The required result is every line of the records that includes "below".
----------
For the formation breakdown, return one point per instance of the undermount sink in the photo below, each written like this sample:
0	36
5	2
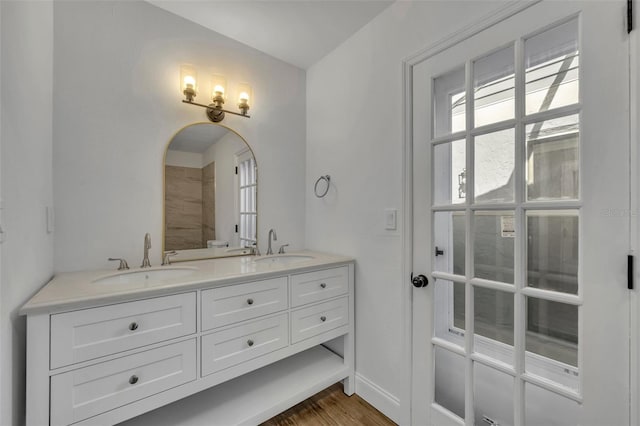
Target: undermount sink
283	259
146	275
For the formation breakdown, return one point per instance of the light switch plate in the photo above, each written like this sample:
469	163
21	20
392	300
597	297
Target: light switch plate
390	219
50	219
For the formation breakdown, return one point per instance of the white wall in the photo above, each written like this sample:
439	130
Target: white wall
354	134
26	189
117	104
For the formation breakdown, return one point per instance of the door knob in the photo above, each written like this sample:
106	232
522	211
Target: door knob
419	281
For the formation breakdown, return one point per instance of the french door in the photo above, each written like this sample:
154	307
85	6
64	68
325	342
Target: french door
520	175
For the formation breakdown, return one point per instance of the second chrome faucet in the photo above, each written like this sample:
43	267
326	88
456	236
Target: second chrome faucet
272	233
147	246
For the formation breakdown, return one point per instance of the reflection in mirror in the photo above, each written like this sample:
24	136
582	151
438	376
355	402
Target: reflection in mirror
210	193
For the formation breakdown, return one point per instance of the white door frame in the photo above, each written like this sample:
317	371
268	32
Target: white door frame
499	15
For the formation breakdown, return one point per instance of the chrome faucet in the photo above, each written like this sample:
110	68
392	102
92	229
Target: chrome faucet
275	238
147	246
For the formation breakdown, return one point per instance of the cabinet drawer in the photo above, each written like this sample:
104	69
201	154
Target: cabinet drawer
91	333
86	392
319	285
317	319
235	303
232	346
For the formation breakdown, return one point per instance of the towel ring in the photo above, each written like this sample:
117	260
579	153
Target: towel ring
325	178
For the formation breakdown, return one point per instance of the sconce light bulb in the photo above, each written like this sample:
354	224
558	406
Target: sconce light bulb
189	82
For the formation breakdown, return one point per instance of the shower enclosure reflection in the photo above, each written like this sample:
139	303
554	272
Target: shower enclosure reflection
210	193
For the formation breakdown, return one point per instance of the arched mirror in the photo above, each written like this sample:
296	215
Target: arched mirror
210	193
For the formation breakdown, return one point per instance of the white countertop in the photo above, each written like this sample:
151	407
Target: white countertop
73	290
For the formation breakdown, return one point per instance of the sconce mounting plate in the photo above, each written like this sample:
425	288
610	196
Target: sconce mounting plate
215	114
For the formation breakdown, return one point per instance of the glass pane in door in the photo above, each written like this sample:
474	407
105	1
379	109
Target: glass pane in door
449	103
449	299
552	159
553	250
493	245
449	173
493	164
449	237
494	87
552	64
493	323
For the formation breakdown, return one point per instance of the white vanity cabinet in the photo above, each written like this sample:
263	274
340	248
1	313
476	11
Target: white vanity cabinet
247	349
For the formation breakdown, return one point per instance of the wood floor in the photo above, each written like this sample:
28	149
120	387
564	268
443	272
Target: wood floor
331	407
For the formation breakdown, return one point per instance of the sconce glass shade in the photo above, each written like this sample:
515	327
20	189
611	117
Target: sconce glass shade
245	95
218	88
188	82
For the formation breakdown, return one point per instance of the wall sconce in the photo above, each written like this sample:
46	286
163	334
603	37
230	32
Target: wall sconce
215	110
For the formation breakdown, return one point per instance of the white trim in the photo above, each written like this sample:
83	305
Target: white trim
488	21
383	401
634	134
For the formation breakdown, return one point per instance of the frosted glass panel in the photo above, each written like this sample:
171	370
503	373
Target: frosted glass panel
493	319
449	103
553	250
493	245
449	238
552	332
552	158
494	162
449	299
493	87
552	64
449	172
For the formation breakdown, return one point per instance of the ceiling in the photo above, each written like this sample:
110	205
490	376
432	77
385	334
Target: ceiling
299	32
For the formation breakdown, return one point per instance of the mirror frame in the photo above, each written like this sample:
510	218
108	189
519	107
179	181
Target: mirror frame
180	258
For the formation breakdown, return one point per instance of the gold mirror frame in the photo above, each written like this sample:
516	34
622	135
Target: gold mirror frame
200	254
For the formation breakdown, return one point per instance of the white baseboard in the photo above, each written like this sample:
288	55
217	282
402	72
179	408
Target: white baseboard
382	400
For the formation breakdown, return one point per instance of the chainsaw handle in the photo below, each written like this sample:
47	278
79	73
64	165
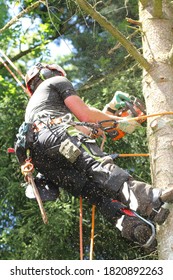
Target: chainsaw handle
114	124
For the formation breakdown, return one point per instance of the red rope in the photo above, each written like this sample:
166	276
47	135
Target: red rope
80	229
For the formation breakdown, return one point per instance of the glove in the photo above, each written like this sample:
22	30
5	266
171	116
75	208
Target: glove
128	126
118	101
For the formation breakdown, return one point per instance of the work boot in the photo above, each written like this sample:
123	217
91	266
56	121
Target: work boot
139	232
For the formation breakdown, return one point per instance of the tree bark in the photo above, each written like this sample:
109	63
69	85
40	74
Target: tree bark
157	30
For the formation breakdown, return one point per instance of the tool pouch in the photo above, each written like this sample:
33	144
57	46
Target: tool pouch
69	150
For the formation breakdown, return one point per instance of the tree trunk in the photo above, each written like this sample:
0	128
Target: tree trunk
157	35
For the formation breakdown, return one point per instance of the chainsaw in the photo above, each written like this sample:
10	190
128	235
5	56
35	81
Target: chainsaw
132	108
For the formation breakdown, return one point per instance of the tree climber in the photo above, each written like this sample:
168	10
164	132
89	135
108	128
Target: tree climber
68	156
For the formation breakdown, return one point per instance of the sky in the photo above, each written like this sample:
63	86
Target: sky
64	47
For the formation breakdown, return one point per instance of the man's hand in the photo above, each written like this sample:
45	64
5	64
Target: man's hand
128	126
117	102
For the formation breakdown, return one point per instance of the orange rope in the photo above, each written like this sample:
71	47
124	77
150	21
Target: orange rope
92	232
133	155
80	229
147	116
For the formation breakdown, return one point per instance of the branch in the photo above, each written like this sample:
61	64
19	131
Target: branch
114	32
157	8
144	3
25	11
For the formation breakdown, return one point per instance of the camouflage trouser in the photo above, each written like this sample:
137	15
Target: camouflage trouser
91	173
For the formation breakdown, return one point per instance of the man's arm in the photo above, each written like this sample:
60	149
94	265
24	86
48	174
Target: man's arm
85	113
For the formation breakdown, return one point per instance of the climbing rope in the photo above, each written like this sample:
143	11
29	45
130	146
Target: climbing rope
92	232
27	170
80	228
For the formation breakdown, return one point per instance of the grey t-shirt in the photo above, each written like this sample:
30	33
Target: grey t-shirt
48	99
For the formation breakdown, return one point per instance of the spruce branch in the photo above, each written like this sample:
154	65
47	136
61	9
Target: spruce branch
24	11
157	8
83	4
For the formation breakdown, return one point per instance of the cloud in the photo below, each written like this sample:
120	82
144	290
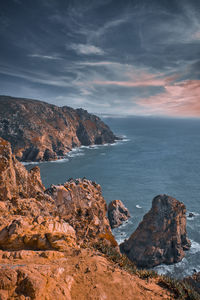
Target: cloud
87	49
178	99
44	56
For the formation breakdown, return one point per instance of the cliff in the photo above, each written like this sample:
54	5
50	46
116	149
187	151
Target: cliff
57	244
40	131
161	237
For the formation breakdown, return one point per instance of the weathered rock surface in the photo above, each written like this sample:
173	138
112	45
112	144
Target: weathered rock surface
161	236
41	131
73	275
54	219
80	202
15	180
43	237
194	281
117	213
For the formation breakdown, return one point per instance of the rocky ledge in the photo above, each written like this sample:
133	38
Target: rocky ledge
57	243
40	131
161	236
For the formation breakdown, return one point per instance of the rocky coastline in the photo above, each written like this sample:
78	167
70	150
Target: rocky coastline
57	243
39	131
161	237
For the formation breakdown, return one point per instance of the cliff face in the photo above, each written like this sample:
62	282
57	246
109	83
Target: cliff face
117	213
41	131
161	236
50	242
35	219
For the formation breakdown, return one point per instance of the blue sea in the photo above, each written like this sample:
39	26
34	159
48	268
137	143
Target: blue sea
156	156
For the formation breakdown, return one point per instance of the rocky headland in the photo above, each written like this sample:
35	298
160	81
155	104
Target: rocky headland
39	131
57	243
161	237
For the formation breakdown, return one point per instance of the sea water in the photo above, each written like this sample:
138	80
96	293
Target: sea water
156	156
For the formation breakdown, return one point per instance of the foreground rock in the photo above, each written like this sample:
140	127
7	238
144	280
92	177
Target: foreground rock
117	213
75	274
58	244
161	236
194	281
41	131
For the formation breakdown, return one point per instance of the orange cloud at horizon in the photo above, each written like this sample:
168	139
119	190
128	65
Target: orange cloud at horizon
179	99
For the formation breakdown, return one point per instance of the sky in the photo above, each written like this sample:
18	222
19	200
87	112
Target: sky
119	57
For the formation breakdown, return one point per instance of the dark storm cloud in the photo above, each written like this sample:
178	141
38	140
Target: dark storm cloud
107	56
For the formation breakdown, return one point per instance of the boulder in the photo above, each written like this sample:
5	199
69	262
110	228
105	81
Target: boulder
51	234
194	281
161	236
117	213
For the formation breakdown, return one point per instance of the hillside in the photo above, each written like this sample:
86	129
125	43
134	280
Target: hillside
40	131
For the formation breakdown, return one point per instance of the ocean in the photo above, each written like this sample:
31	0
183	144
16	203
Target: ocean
156	156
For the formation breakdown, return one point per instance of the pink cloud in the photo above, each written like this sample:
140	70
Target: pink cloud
179	99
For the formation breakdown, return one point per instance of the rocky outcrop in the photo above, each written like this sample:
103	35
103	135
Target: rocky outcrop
50	242
75	274
194	281
80	202
117	213
161	236
40	131
32	218
15	180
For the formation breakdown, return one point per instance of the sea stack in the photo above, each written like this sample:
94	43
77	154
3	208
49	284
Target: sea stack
161	236
117	213
39	131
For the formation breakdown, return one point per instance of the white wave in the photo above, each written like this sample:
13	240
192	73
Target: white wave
138	206
25	163
75	154
167	269
61	160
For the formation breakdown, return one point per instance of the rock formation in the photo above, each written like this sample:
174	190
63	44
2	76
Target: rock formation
41	131
161	236
33	218
194	281
48	241
81	203
117	213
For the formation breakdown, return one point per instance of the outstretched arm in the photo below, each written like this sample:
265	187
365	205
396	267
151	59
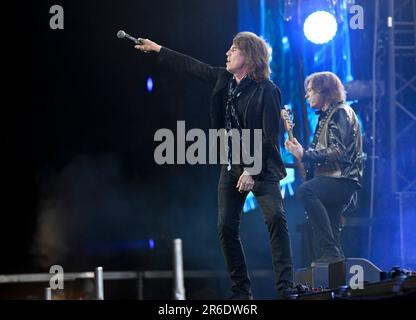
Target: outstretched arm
181	62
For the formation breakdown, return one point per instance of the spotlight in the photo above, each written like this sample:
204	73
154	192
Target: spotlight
320	27
149	84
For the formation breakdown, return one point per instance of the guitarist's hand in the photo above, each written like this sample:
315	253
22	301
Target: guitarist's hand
295	148
245	182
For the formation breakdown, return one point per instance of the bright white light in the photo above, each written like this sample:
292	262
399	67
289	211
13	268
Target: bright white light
320	27
149	84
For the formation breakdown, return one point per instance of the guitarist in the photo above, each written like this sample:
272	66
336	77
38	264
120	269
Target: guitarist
335	157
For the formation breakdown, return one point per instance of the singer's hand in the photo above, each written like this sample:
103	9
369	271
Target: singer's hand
147	46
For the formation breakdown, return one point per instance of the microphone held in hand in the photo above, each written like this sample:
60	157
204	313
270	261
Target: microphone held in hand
123	35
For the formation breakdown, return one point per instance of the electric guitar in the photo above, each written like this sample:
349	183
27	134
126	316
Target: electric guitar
287	118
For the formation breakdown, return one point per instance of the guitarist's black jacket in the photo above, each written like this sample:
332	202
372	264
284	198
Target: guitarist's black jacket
261	107
338	152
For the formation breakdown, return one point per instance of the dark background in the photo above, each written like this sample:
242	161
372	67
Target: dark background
82	186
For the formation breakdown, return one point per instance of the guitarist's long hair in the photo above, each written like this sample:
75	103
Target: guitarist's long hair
328	86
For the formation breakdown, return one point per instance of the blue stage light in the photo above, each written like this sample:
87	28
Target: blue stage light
320	27
149	84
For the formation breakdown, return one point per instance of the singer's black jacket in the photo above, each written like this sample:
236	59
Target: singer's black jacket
262	110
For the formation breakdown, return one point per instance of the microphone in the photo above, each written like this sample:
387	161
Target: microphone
122	35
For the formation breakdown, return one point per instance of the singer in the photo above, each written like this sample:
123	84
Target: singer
244	98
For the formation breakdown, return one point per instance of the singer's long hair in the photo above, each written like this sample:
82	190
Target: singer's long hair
256	53
327	85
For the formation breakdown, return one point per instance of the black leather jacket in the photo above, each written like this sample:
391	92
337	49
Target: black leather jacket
262	111
338	151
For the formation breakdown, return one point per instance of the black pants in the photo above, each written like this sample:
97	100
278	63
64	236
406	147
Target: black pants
324	199
230	205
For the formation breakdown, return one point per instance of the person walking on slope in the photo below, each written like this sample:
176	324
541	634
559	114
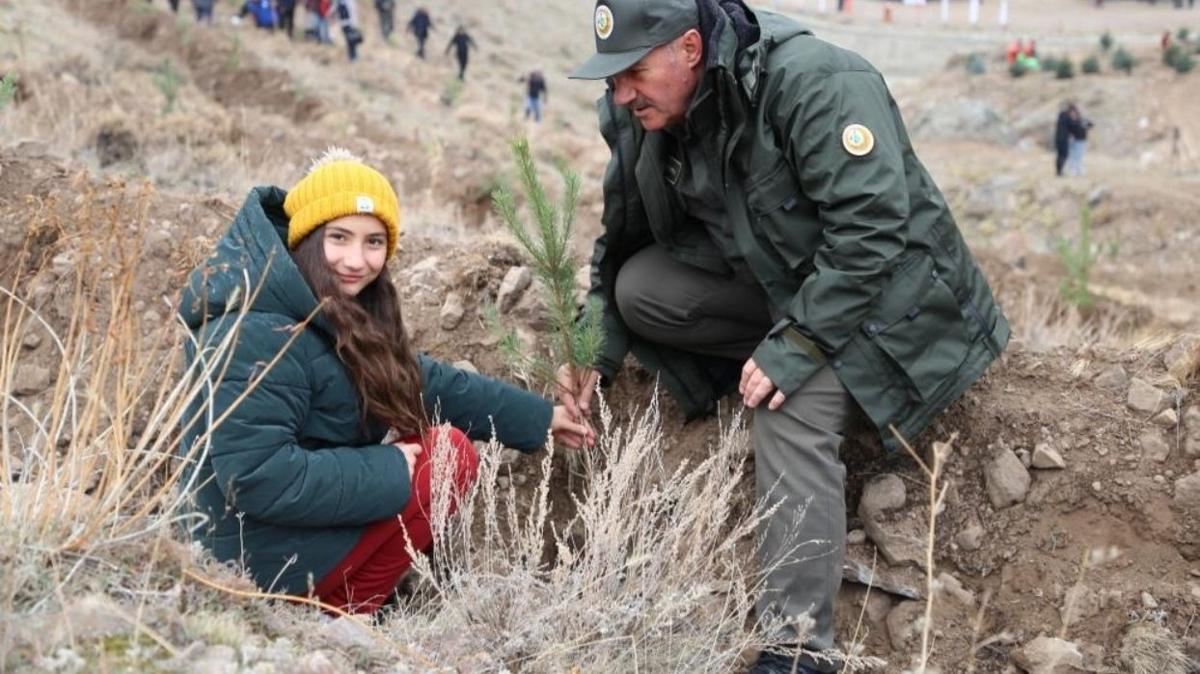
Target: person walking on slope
322	471
462	44
420	26
263	12
535	95
287	11
768	229
348	16
387	10
1078	143
203	11
1067	127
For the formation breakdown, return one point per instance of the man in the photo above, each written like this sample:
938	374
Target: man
768	227
420	26
387	10
535	94
462	44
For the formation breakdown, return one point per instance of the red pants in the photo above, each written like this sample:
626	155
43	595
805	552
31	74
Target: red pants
364	579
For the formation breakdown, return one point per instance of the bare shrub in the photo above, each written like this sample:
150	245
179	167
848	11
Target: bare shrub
90	483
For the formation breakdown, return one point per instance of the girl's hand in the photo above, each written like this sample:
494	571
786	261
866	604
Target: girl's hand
570	432
409	450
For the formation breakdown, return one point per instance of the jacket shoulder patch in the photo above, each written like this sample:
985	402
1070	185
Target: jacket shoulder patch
857	139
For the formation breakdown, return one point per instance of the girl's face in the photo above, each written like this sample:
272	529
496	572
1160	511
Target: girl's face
357	250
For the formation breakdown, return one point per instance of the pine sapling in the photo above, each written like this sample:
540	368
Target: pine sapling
547	242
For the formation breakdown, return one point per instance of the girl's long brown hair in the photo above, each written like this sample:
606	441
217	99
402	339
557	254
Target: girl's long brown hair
371	341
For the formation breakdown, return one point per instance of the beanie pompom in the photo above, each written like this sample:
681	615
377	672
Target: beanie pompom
339	184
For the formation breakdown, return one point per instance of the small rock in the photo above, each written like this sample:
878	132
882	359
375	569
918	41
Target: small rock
515	282
1167	419
971	536
899	542
1008	481
1025	457
1155	447
1114	378
904	623
1187	492
1144	397
1192	419
61	264
317	662
953	587
1182	353
880	494
1192	445
1049	655
879	606
30	379
1047	457
94	617
347	633
1149	601
451	311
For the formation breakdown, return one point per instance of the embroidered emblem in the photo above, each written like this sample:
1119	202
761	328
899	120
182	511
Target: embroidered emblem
604	22
857	139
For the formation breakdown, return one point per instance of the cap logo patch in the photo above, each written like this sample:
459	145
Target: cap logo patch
857	139
604	22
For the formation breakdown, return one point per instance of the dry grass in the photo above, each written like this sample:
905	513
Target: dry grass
655	571
1152	649
651	575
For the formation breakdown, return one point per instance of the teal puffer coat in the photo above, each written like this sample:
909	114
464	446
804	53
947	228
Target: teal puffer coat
291	477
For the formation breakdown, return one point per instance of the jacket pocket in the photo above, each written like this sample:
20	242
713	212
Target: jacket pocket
918	326
778	210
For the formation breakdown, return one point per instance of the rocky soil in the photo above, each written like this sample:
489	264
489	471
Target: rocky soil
1068	539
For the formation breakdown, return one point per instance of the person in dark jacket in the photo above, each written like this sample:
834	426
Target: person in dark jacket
263	12
1067	127
535	95
387	10
462	44
1078	144
348	16
203	11
321	465
287	11
768	229
420	26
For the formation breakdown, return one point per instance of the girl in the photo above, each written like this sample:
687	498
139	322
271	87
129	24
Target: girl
298	483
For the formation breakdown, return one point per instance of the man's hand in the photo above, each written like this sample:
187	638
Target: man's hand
575	390
570	432
755	386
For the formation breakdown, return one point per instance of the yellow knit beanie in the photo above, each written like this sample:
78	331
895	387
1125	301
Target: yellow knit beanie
339	184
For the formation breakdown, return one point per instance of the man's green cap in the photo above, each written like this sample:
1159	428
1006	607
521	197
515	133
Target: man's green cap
----------
EXERCISE OUTPUT
For the formation breakdown, return one point per instance of the undermount sink in the photo below, each written like this sample:
For the formation breakdown, return one point per instance of the chainsaw handle in the photo below, each written like this sample:
For the formation breakdown, return one point per instance of the cloud in the photo below, each written like this sample:
For the formation breakdown, return one point per instance of the outstretched arm in the photo below, each written like this sample:
For the formation breakdown, return one point per instance of the person walking on slope in the photo below, each written like this sample:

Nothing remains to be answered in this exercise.